+++ Text

Proprietary technology for microRNA detection

Undertaken with the support of the Marie Skłodowska-Curie programme, the miRNA-DisEASY project developed an innovative approach that successfully merges two technologies in one assay. Detection of microRNAs in biological fluids takes place through a highly sensitive photonics reader (from Optoi) that uses Chem-NAT, a unique chemical method for nucleic acid testing. “Our goal was to develop a sensitive and low-cost assay for detecting lung cancer biomarkers in biological fluids,” explains project coordinator Cristina Ress. The miRNA-DisEASY assay exploits the proprietary technology of DestiNA Genomica to detect microRNAs with a single-base resolution accuracy. The technology relies on peptide nucleic acid (PNA) probes that perfectly hybridise to target microRNA strands. These PNA probes have been synthesised with a blank position where a complementary labelled SMART nucleobase will sit and emit light. This approach offers single base specificity and can accurately identify microRNAs that differ by just one base.

++++++
+++ Data supplied

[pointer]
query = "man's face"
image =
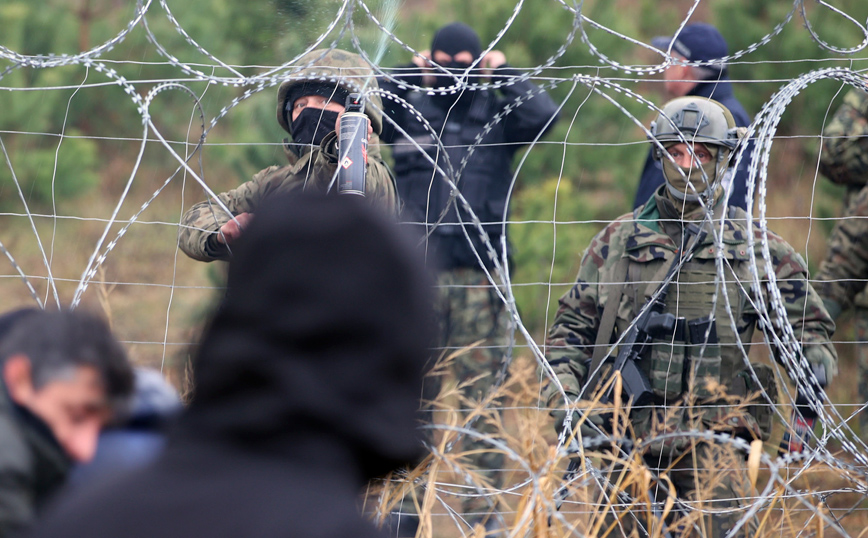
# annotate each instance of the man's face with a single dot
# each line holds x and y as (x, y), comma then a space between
(315, 101)
(74, 406)
(680, 153)
(463, 57)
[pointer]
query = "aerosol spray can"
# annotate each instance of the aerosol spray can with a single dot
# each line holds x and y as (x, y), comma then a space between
(353, 147)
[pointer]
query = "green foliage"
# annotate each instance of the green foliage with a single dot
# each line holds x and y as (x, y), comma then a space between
(548, 247)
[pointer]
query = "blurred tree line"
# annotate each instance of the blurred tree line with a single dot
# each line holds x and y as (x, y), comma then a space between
(583, 173)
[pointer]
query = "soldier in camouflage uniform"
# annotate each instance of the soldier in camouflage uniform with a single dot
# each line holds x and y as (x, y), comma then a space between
(686, 373)
(843, 273)
(309, 105)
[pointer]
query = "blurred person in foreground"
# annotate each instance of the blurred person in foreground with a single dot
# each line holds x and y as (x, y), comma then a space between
(309, 107)
(699, 42)
(307, 385)
(481, 130)
(844, 272)
(698, 377)
(138, 434)
(63, 377)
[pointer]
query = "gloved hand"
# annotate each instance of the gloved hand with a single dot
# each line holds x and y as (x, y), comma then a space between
(589, 426)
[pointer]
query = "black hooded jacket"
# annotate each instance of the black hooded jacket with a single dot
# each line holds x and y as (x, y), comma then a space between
(481, 134)
(308, 383)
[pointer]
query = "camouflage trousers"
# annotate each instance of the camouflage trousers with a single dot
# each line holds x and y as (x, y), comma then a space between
(470, 311)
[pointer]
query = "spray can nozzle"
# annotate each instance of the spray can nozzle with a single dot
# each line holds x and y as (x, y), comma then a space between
(353, 147)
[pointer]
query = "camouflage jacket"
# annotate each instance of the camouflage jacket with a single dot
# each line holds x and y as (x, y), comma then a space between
(308, 168)
(647, 242)
(844, 158)
(313, 170)
(844, 271)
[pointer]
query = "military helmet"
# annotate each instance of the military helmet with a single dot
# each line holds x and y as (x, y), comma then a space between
(697, 120)
(335, 67)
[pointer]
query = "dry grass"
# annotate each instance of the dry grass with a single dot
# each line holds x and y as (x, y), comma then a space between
(797, 500)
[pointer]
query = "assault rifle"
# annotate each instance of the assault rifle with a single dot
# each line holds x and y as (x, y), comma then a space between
(650, 324)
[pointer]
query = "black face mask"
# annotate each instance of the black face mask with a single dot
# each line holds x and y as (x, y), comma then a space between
(456, 69)
(312, 125)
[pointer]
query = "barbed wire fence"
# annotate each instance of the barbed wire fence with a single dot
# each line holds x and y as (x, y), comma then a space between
(63, 274)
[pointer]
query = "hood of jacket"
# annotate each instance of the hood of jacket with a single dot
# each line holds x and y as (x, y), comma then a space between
(323, 334)
(346, 69)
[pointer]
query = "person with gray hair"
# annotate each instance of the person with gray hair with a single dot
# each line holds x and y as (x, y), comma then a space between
(62, 377)
(699, 42)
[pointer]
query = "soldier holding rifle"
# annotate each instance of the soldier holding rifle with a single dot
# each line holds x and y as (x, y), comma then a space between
(649, 282)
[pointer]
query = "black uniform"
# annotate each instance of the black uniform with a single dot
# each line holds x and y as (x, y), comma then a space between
(484, 178)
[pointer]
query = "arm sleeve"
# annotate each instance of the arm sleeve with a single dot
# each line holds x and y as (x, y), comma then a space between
(201, 223)
(571, 339)
(531, 115)
(811, 322)
(844, 271)
(844, 158)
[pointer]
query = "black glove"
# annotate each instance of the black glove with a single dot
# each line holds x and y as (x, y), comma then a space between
(590, 426)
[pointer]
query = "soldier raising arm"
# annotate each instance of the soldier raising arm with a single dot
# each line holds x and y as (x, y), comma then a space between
(309, 107)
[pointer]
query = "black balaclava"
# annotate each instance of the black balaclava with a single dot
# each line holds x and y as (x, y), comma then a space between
(452, 39)
(322, 336)
(312, 124)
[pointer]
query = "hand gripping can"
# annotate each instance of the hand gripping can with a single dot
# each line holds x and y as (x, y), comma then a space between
(353, 147)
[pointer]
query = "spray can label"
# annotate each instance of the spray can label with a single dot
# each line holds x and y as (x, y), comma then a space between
(353, 148)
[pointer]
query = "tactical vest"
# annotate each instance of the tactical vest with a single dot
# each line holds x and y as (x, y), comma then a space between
(483, 179)
(690, 369)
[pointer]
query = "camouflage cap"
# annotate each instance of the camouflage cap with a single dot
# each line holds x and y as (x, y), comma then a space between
(345, 69)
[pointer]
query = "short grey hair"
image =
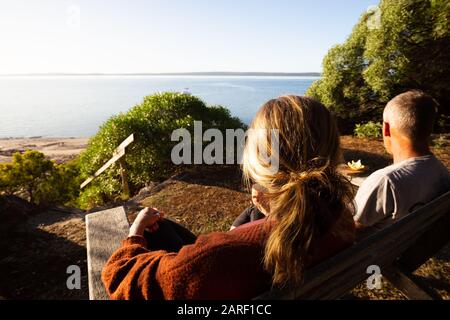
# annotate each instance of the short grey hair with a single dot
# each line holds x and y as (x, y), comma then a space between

++++++

What to produce |
From the microRNA detection text, list every named funding programme, project, company and person.

Solution to this exercise |
- Marie Skłodowska-Curie programme
- miRNA-DisEASY
- Optoi
- Cristina Ress
- DestiNA Genomica